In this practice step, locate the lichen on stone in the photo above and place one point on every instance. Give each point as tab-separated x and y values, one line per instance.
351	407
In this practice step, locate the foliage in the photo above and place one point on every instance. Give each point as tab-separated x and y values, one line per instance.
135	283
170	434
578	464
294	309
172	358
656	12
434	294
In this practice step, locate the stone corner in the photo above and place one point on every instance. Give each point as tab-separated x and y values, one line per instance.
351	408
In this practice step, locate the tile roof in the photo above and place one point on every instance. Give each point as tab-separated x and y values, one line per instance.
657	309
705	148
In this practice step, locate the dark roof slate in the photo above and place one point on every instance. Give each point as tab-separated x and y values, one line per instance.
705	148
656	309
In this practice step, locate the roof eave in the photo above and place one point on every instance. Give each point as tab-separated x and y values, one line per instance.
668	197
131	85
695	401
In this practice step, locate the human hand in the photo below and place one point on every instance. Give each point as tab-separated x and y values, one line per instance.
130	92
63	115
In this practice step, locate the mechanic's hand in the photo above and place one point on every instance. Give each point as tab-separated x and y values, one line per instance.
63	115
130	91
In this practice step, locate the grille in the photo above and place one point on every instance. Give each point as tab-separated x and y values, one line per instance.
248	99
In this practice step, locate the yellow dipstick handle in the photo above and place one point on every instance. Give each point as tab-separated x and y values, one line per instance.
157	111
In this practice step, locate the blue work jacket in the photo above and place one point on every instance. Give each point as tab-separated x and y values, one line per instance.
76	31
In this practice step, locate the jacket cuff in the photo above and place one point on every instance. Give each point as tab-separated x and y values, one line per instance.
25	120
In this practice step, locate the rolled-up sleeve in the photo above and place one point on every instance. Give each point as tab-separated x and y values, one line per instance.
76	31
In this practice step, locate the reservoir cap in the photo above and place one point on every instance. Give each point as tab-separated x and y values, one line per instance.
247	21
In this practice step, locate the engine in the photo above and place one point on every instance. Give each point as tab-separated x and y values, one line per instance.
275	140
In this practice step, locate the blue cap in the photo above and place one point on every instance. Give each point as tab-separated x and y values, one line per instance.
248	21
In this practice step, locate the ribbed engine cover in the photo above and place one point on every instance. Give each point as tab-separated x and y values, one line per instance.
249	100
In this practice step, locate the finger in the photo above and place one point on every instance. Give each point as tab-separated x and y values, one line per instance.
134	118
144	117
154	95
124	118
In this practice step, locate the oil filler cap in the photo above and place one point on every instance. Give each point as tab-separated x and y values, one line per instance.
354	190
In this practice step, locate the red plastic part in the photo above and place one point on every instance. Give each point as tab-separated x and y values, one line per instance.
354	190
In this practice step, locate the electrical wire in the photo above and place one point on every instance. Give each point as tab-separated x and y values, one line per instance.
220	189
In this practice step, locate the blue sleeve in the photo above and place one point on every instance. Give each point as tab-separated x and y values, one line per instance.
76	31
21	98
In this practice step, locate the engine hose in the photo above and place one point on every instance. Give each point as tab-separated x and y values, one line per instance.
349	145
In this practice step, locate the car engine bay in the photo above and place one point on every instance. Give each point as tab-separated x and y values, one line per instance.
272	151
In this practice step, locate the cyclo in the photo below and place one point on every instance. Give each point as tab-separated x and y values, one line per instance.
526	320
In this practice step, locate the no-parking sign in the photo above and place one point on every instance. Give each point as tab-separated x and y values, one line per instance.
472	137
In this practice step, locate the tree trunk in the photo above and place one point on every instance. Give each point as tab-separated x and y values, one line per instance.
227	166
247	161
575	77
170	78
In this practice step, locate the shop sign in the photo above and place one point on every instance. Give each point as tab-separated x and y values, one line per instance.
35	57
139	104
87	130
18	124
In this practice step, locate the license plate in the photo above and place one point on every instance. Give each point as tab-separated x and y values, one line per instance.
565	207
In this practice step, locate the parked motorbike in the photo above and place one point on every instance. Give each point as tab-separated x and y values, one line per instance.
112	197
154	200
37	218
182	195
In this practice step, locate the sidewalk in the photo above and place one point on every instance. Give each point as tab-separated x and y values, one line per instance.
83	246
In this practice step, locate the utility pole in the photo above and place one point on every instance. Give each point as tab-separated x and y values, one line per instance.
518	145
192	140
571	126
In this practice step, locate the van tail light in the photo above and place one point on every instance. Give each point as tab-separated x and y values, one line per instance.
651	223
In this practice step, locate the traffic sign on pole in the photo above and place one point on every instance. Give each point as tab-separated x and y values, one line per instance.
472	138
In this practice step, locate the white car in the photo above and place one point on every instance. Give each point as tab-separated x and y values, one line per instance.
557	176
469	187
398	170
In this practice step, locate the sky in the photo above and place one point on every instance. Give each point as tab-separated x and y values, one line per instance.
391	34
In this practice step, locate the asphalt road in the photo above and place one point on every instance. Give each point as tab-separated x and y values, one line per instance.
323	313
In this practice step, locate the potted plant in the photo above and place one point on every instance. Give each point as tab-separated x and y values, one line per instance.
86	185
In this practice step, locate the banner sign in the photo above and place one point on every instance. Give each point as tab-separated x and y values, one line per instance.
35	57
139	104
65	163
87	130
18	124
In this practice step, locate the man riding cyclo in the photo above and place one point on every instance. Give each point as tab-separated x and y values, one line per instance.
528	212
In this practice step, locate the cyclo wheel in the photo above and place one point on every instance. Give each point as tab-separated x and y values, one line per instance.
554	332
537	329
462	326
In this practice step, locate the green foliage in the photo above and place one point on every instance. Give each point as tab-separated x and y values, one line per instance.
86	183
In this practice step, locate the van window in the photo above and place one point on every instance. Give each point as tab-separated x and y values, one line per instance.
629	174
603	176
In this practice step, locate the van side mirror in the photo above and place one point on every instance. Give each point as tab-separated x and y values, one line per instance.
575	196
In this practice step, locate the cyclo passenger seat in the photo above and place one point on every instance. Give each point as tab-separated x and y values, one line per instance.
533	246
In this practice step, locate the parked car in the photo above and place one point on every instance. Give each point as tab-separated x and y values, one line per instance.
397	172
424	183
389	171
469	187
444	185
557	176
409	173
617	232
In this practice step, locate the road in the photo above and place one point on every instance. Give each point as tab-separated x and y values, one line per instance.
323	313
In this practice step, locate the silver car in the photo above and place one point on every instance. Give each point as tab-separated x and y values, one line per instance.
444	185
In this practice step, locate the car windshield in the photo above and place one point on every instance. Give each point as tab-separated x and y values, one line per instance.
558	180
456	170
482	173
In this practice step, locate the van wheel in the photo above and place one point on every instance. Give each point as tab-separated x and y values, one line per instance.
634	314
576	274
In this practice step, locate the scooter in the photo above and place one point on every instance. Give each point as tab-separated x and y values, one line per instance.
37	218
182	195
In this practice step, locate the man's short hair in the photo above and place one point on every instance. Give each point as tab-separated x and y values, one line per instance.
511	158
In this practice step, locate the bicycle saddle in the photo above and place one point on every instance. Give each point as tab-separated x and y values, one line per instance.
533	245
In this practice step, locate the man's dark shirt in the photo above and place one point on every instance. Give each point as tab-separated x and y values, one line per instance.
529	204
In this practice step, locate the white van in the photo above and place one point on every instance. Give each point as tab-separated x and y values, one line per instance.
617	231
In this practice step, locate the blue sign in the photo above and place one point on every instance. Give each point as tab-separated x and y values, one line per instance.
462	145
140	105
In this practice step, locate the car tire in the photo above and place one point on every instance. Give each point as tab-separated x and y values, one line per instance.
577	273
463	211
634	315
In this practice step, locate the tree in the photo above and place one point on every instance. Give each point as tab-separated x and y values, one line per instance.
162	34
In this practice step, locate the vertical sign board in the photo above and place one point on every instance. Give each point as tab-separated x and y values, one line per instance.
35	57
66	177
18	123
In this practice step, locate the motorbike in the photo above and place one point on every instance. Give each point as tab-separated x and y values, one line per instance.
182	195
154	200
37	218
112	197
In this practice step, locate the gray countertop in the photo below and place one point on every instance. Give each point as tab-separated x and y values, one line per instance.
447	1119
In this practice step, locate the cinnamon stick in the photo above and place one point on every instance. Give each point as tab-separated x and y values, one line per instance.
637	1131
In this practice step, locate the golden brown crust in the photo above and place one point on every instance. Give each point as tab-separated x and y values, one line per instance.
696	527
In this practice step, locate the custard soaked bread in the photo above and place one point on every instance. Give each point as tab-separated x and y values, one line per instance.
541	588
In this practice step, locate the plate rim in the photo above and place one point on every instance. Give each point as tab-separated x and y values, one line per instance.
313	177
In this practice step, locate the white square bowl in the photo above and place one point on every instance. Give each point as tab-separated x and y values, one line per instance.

○ ○ ○

## [WORK INSTRUCTIONS]
Take the line that contains "In this practice step, locate the gray" and every line after it through the end of the listing above, and repeat them exactly.

## [SOLUTION TO THIS PROBLEM]
In this practice step, locate the gray countertop in the photo below and place one point on every instance. Give each point as tab-separated x and y values, one line per instance.
447	1119
In this practice step, locate the cinnamon stick in the photo above and place one point on every instance. Give each point as tab-separated x and y values, one line per instance.
637	1131
In this practice step, locate the golden brown crust in the photo above and place one point on every instance. Give each point as tab-separated x and y values, one line per instance.
696	527
In this practice step, locate the custard soaked bread in the photo above and place one point on every instance. Give each point as tab-separated x and y values, one line per instance.
541	588
In this practice step, locate the plate rim in the photo above and place one point on every instance. Give each point as tab-separated x and y values, one line per instance.
313	177
In this practice step, locate the white square bowl in the photo above and place one point on every instance. Give each point as tab-separated x and y values, one line per instance.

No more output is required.